▶ THE PROBLEM
In the data below, find the line containing "Target: smile", then set down that line and every later line up to and including the line containing "115, row 22", exactly.

[Point localization data]
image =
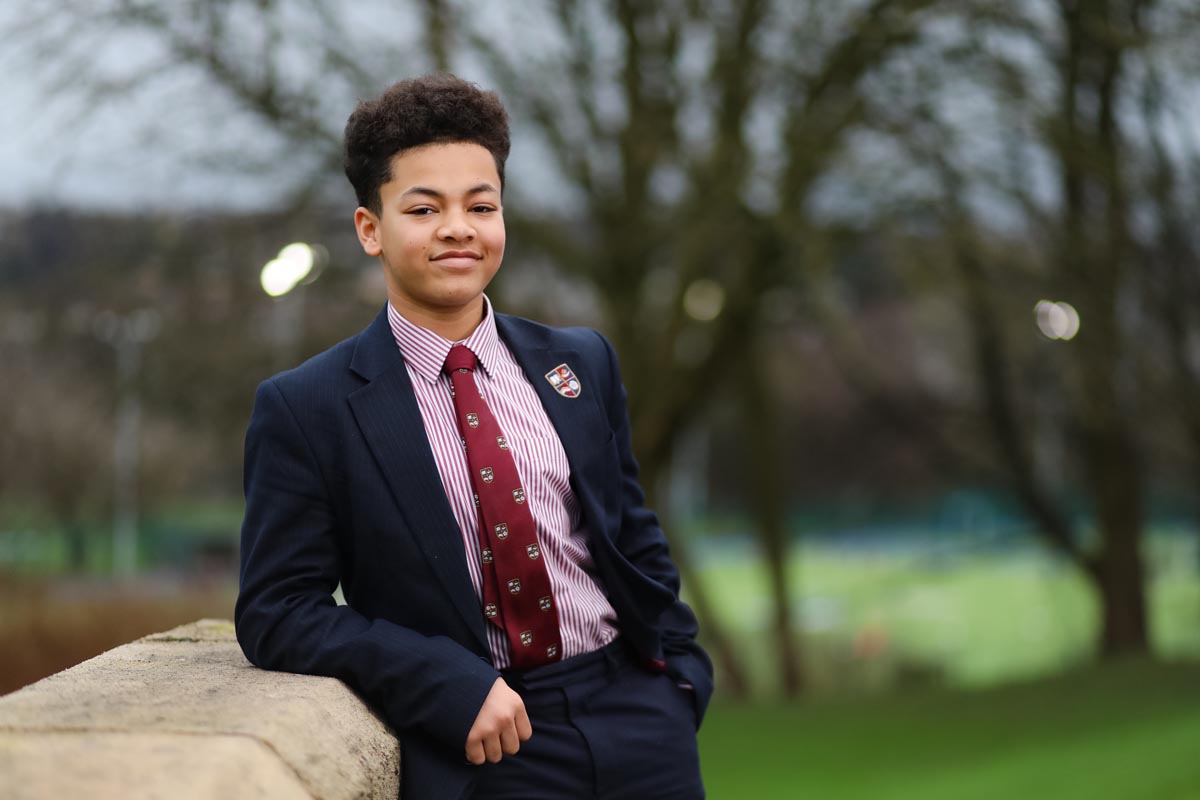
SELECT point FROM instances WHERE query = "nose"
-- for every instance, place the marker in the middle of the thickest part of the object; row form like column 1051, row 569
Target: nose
column 456, row 227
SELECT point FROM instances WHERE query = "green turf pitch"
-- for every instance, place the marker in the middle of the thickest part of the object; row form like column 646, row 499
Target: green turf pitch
column 1121, row 732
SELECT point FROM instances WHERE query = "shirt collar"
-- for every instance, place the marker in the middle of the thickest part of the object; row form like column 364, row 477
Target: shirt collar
column 426, row 352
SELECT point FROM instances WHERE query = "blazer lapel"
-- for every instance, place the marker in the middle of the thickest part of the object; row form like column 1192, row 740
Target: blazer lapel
column 387, row 413
column 567, row 414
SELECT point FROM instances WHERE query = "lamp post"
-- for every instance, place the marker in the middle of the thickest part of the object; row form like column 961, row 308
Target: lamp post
column 297, row 264
column 126, row 334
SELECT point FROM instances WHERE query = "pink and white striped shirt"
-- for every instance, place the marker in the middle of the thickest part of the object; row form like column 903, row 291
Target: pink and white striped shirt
column 586, row 619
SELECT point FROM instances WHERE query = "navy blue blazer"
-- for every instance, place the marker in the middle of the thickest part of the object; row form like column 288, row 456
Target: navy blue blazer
column 341, row 487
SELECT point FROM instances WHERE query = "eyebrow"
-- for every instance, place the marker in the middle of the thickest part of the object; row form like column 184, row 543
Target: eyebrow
column 479, row 188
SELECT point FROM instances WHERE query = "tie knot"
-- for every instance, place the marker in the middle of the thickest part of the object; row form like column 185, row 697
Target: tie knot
column 460, row 358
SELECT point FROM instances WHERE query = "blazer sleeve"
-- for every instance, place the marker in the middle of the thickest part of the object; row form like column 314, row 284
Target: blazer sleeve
column 286, row 615
column 642, row 542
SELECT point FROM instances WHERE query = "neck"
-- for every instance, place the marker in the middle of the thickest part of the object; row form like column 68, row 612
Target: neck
column 454, row 324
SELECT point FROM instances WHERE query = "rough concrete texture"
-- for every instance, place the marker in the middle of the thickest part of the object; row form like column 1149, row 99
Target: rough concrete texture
column 184, row 715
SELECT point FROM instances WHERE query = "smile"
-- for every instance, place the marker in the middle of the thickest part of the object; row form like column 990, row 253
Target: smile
column 457, row 256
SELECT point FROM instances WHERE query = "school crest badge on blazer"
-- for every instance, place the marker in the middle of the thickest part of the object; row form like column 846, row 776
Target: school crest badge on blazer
column 564, row 382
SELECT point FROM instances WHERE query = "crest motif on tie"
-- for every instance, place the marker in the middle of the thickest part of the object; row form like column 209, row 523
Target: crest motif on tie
column 564, row 382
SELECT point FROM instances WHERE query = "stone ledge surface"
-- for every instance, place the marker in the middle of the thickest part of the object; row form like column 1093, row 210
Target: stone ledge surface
column 184, row 715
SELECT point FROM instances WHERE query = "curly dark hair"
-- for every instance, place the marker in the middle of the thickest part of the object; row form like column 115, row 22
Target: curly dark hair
column 433, row 108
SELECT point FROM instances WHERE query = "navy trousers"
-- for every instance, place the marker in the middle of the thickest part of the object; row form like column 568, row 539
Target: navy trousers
column 604, row 728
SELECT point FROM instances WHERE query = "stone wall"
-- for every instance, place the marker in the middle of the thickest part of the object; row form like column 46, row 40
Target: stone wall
column 183, row 715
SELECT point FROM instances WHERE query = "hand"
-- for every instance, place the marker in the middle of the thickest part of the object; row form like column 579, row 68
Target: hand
column 499, row 727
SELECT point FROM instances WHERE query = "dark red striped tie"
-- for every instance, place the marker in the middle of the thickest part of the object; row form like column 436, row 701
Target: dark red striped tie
column 516, row 587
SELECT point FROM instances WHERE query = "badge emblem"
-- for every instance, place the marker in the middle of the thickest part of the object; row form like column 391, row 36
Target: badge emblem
column 564, row 382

▶ SOLUTION TO THE EXERCISE
Target: smile
column 457, row 256
SELECT point FROM instances WHERE query = "school crest badge on blazer"
-- for every instance, place the marker in the middle of the thickest part of the object; row form like column 846, row 776
Target: school crest badge on blazer
column 564, row 382
SELECT point FROM instances WHERE query = "crest motif on tie"
-- for every instance, place the marker in the middle of the thickest part of the object; row form like column 209, row 523
Target: crest motif on tie
column 564, row 382
SELECT point FROM instances WHERE query = "stone ledge surface"
-- for every instance, place the marker in the middle of the thickest part of the object; row form like column 1093, row 210
Target: stone ledge surface
column 184, row 715
SELECT point FROM instances WHERE query = "curly dark hair"
-- for every instance, place the marker in the middle of the thickest part of the object; row form like column 115, row 22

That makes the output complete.